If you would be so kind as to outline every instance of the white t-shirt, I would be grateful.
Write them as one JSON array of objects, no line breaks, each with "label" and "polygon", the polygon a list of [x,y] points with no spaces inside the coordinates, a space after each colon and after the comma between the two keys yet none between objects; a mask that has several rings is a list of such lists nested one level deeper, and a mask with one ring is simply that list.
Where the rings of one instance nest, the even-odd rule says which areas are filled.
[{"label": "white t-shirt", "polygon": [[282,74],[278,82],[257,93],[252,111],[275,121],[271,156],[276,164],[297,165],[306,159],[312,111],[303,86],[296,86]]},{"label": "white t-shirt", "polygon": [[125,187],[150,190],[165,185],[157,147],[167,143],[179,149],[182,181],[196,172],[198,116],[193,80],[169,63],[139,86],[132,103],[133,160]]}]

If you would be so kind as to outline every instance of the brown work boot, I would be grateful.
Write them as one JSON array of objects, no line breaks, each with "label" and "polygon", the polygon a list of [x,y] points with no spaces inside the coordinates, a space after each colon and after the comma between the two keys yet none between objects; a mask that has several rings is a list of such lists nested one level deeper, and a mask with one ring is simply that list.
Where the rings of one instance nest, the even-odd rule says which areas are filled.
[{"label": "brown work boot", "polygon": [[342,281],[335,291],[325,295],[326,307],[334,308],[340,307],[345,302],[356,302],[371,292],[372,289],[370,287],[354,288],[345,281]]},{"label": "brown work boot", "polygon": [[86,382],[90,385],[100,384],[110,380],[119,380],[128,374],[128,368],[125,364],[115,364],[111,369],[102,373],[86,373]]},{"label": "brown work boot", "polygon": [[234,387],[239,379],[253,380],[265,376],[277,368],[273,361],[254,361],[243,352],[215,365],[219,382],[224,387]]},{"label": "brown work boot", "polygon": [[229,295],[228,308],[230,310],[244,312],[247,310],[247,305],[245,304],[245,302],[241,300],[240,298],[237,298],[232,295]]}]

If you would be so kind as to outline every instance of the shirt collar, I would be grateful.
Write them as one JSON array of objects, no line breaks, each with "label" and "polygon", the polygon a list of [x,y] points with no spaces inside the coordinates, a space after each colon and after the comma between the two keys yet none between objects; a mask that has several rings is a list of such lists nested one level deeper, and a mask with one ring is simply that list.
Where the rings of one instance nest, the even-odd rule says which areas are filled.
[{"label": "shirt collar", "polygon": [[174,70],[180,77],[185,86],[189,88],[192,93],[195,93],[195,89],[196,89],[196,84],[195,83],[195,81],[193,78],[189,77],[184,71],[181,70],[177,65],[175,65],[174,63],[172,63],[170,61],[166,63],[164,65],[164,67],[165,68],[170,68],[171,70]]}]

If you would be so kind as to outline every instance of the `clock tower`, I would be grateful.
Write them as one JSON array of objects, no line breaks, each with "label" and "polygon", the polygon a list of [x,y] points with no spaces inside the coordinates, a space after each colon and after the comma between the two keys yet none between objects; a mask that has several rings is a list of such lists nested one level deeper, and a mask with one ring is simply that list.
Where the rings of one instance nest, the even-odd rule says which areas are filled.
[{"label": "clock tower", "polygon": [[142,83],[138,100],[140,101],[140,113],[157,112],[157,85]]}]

===============

List every line of the material above that contains the string "shirt", writing out each line in full.

EXERCISE SOLUTION:
If you would be so kind as to outline every instance of the white t-shirt, I would be grateful.
[{"label": "white t-shirt", "polygon": [[282,74],[278,82],[257,93],[252,111],[275,121],[271,156],[276,164],[297,165],[306,159],[312,111],[303,86],[296,86]]},{"label": "white t-shirt", "polygon": [[125,187],[150,190],[165,185],[157,147],[167,143],[179,149],[182,181],[196,172],[198,116],[193,80],[169,63],[139,86],[132,103],[133,160]]}]
If you would be so kind as to outline every instance of the shirt collar, I would be grateful.
[{"label": "shirt collar", "polygon": [[174,70],[180,77],[185,86],[189,88],[192,93],[195,93],[195,89],[196,89],[196,84],[195,83],[195,81],[193,78],[189,77],[184,71],[181,70],[177,65],[175,65],[174,63],[172,63],[170,61],[166,63],[164,65],[164,67],[165,68],[170,68],[171,70]]}]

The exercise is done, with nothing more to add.